Dataset records:

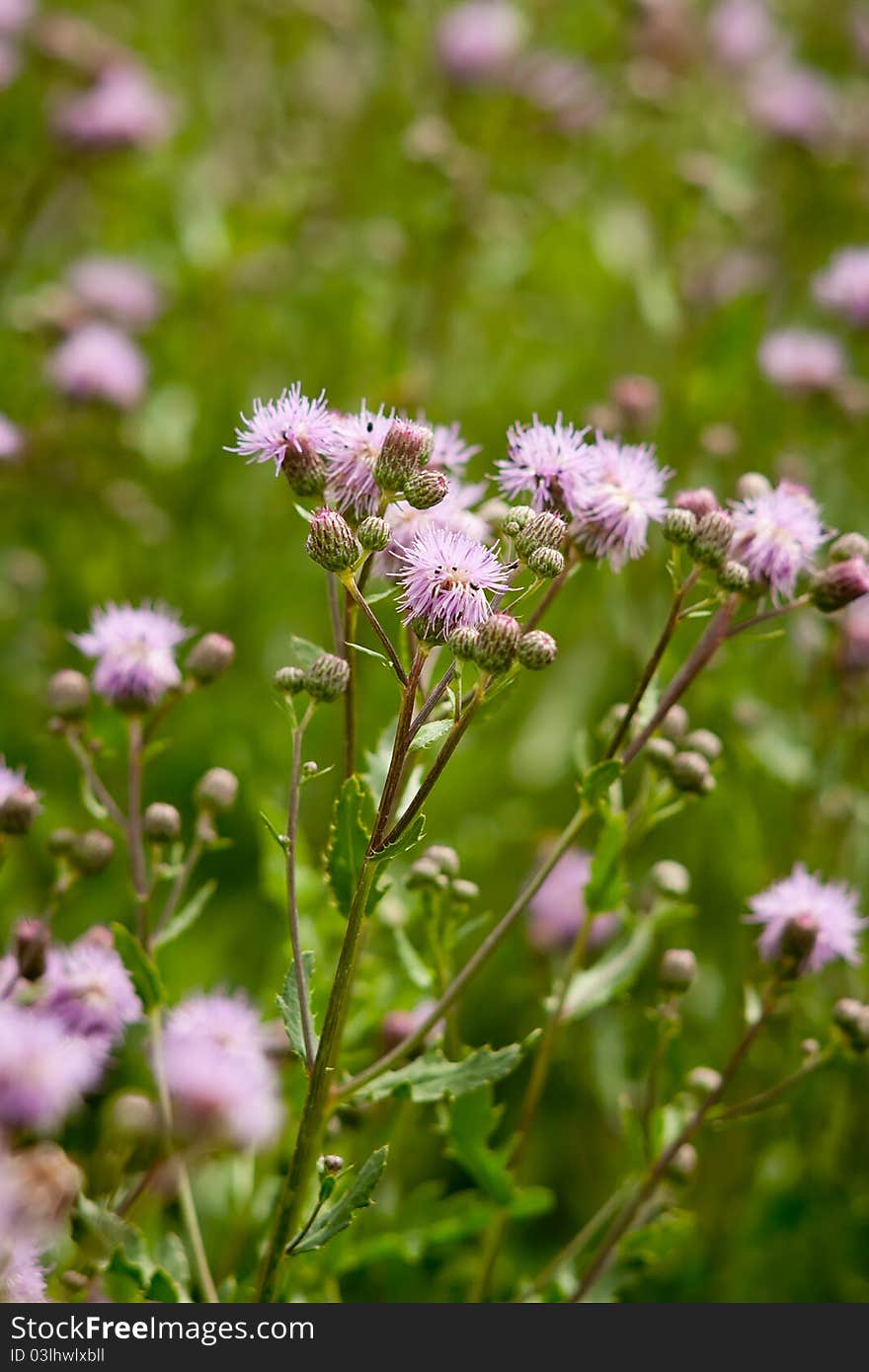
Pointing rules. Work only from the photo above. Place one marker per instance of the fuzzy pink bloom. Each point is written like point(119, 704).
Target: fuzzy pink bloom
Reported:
point(802, 359)
point(477, 41)
point(830, 906)
point(351, 485)
point(542, 461)
point(99, 362)
point(125, 291)
point(446, 577)
point(134, 650)
point(218, 1076)
point(122, 109)
point(616, 496)
point(777, 534)
point(844, 285)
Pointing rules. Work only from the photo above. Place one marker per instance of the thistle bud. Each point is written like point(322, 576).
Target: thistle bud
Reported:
point(703, 741)
point(537, 649)
point(69, 695)
point(373, 534)
point(700, 501)
point(288, 679)
point(32, 943)
point(848, 546)
point(161, 823)
point(713, 539)
point(679, 527)
point(217, 791)
point(542, 530)
point(840, 583)
point(210, 657)
point(671, 878)
point(751, 486)
point(735, 576)
point(463, 643)
point(516, 519)
point(690, 771)
point(92, 852)
point(677, 970)
point(497, 640)
point(331, 542)
point(18, 811)
point(327, 678)
point(425, 490)
point(546, 563)
point(405, 449)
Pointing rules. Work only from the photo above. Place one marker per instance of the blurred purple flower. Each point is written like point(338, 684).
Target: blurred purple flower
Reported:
point(615, 498)
point(99, 362)
point(218, 1076)
point(477, 41)
point(125, 291)
point(134, 651)
point(44, 1070)
point(777, 534)
point(542, 461)
point(445, 577)
point(121, 109)
point(802, 359)
point(844, 284)
point(830, 906)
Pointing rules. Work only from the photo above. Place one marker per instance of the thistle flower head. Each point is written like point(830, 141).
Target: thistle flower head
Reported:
point(544, 461)
point(777, 534)
point(134, 651)
point(830, 906)
point(217, 1072)
point(616, 496)
point(446, 577)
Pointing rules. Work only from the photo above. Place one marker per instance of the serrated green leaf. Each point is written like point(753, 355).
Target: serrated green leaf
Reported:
point(288, 1005)
point(140, 966)
point(344, 1210)
point(186, 917)
point(349, 837)
point(433, 1076)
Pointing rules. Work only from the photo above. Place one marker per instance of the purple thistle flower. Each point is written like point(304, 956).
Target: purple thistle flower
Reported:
point(542, 461)
point(90, 989)
point(558, 911)
point(44, 1070)
point(134, 651)
point(291, 421)
point(844, 284)
point(830, 906)
point(616, 496)
point(121, 110)
point(99, 362)
point(125, 291)
point(218, 1076)
point(351, 485)
point(802, 359)
point(777, 534)
point(445, 577)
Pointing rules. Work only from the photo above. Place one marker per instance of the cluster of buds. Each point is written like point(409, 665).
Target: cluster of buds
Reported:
point(438, 869)
point(326, 679)
point(685, 755)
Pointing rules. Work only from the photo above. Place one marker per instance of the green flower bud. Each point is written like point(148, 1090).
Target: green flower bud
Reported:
point(327, 678)
point(497, 640)
point(69, 695)
point(537, 649)
point(331, 542)
point(373, 534)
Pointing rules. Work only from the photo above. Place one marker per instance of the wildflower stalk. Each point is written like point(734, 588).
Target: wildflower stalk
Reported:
point(658, 1169)
point(292, 908)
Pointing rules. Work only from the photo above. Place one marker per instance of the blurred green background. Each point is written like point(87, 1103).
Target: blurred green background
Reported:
point(334, 208)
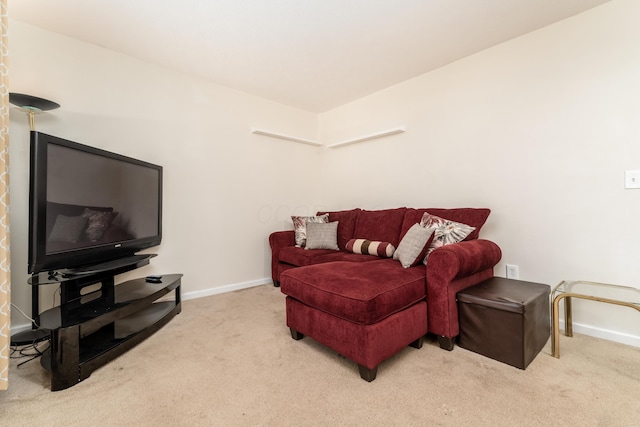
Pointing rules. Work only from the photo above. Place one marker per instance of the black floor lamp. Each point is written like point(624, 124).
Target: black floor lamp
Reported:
point(31, 105)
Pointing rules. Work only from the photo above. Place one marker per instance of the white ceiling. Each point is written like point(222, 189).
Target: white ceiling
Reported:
point(311, 54)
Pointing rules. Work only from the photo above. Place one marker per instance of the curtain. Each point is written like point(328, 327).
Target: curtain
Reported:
point(5, 277)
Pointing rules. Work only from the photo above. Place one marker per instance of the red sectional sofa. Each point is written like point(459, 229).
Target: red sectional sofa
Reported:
point(368, 307)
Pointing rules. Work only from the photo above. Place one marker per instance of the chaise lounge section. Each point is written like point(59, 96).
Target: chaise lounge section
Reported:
point(369, 307)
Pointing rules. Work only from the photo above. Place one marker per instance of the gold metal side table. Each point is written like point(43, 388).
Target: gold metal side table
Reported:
point(567, 289)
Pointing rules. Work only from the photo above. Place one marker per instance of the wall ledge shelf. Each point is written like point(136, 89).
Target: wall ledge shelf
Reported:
point(376, 135)
point(285, 137)
point(369, 137)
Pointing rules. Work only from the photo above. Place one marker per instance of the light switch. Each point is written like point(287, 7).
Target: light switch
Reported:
point(631, 179)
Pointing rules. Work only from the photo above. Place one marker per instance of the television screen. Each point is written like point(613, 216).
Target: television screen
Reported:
point(89, 205)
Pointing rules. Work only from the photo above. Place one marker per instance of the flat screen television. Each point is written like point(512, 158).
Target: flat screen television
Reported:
point(89, 206)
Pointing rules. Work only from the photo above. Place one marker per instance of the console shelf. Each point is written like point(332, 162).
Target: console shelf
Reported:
point(95, 328)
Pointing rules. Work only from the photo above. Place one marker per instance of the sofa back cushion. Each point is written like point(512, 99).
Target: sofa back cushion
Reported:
point(346, 224)
point(475, 217)
point(383, 225)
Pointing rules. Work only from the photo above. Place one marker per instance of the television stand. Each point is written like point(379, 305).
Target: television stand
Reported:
point(89, 329)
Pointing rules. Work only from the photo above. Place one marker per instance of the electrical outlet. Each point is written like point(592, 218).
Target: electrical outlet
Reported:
point(631, 179)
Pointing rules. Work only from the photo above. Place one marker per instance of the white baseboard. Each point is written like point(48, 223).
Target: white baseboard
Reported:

Work instructions: Set out everything from the line containing "like point(379, 305)." down to the end of the entries as a numbered list, leaving out blank lines.

Written reply:
1. Pointing rules. Work only from the photo above. Place one marker per instance of the television stand. Each point is written like point(379, 305).
2. Target: television stand
3. Reported:
4. point(89, 329)
5. Pointing rules. Work only from the photo above. Place one marker per instance of the electrical outlet. Each point is written like point(592, 218).
6. Target: electrical outlet
7. Reported:
8. point(631, 179)
9. Pointing rules. Work only from the photo above. Place one marker per instance of the white baseboard. Each point is written like point(48, 223).
10. Target: white baseboard
11. Reported:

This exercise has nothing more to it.